═════ TEXTO PROPORCIONADO
Como la puerta de mi escritorio está entornada, siempre que en ella dan un golpe con los nudillos tengo la amabilidad, á despecho de cierto joven que dijo que el doctor Patrón y yo somos un par de ogros intratables, de contestar:—¿Quién es? y pase quien fuere.

Con la entrada del nuevo siglo me declaré escritor jubilado, me despedí del oficio de emborronar papel para el público, y guardé la pluma literaria bajo llave, jurándome no entintarla sino impelido por fuerza mayor.

Bien dice el aforismo francés: qui a bu boira, pues el intríngulis está en hacerle llegar á la nariz el bouquet ó tufillo del buen vino. Vínole en antojo á un señor que firma Amigo de Tejerina, muy señor mío y mi dueño, dar un golpe á mi puerta para hablarme de mi chifladura, si, señores. Han de saber ustedes que yo soy un chiflado del siglo xix, y que mi inofensiva chifladura consiste en preocuparme de cuestiones sobre gramatiquería y lingüística castellana. Una mala concordancia, por ejemplo, en pluma que estimo como castiza y correcta, me crispa los nervios. Nunca fumé cigarro con exterioridades de habano y realidades de hamburgués.
══════════
═════ EXTRACTO DE REGISTROS
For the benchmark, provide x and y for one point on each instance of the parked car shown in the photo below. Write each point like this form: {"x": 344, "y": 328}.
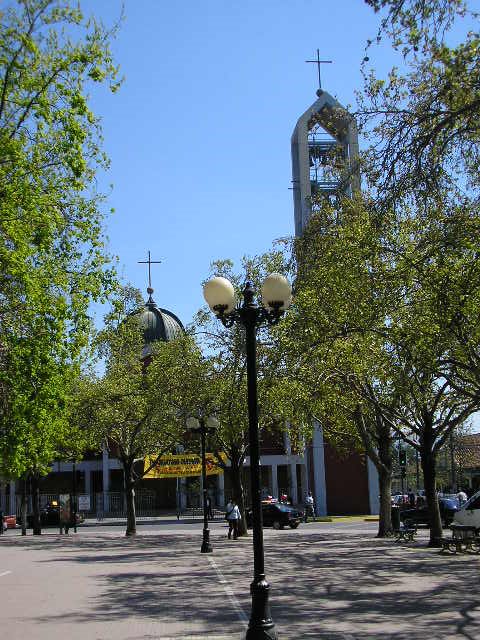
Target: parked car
{"x": 419, "y": 515}
{"x": 277, "y": 515}
{"x": 50, "y": 516}
{"x": 469, "y": 512}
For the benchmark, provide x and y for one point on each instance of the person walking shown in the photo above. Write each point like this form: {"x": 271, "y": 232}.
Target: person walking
{"x": 209, "y": 508}
{"x": 232, "y": 515}
{"x": 309, "y": 506}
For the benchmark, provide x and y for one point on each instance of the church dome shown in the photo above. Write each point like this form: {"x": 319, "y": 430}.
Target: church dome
{"x": 157, "y": 323}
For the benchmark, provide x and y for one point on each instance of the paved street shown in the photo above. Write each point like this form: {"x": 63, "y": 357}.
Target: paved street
{"x": 328, "y": 580}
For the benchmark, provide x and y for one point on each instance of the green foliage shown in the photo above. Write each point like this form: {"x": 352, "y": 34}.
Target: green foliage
{"x": 280, "y": 398}
{"x": 423, "y": 122}
{"x": 140, "y": 404}
{"x": 52, "y": 254}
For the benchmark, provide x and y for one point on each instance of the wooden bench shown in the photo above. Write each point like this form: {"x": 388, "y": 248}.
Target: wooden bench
{"x": 464, "y": 538}
{"x": 407, "y": 532}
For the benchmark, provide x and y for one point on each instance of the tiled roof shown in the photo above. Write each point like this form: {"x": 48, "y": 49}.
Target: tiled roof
{"x": 467, "y": 451}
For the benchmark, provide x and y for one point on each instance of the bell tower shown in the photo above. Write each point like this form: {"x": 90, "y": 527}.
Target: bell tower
{"x": 324, "y": 154}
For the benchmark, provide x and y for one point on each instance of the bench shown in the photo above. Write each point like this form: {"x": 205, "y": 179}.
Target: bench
{"x": 464, "y": 538}
{"x": 407, "y": 532}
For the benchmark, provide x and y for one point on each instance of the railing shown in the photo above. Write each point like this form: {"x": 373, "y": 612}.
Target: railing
{"x": 111, "y": 504}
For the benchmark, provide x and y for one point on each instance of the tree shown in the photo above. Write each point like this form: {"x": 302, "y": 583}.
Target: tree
{"x": 423, "y": 122}
{"x": 224, "y": 348}
{"x": 139, "y": 405}
{"x": 366, "y": 319}
{"x": 53, "y": 260}
{"x": 423, "y": 166}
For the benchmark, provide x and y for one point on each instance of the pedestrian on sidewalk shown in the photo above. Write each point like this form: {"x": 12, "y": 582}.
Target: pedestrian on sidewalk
{"x": 309, "y": 506}
{"x": 209, "y": 508}
{"x": 233, "y": 516}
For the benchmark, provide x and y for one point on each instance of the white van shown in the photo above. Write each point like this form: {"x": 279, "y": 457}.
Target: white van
{"x": 469, "y": 513}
══════════
(LAS TAREAS):
a - Vuelve a escribir el texto proporcionado, empezando en "Bien dice el" y terminando en "realidades de hamburgués.", y cambia "chifladura" por "manía".
b - Localiza y copia cada línea de los registros que contenga la palabra "parked", distinguiendo entre mayúsculas y minúsculas.
El texto y los registros no guardan ninguna relación entre sí.

(SOLUCIONES):
a -
Bien dice el aforismo francés: qui a bu boira, pues el intríngulis está en hacerle llegar á la nariz el bouquet ó tufillo del buen vino. Vínole en antojo á un señor que firma Amigo de Tejerina, muy señor mío y mi dueño, dar un golpe á mi puerta para hablarme de mi manía, si, señores. Han de saber ustedes que yo soy un chiflado del siglo xix, y que mi inofensiva manía consiste en preocuparme de cuestiones sobre gramatiquería y lingüística castellana. Una mala concordancia, por ejemplo, en pluma que estimo como castiza y correcta, me crispa los nervios. Nunca fumé cigarro con exterioridades de habano y realidades de hamburgués.

b -
For the benchmark, provide x and y for one point on each instance of the parked car shown in the photo below. Write each point like this form: {"x": 344, "y": 328}.
Target: parked car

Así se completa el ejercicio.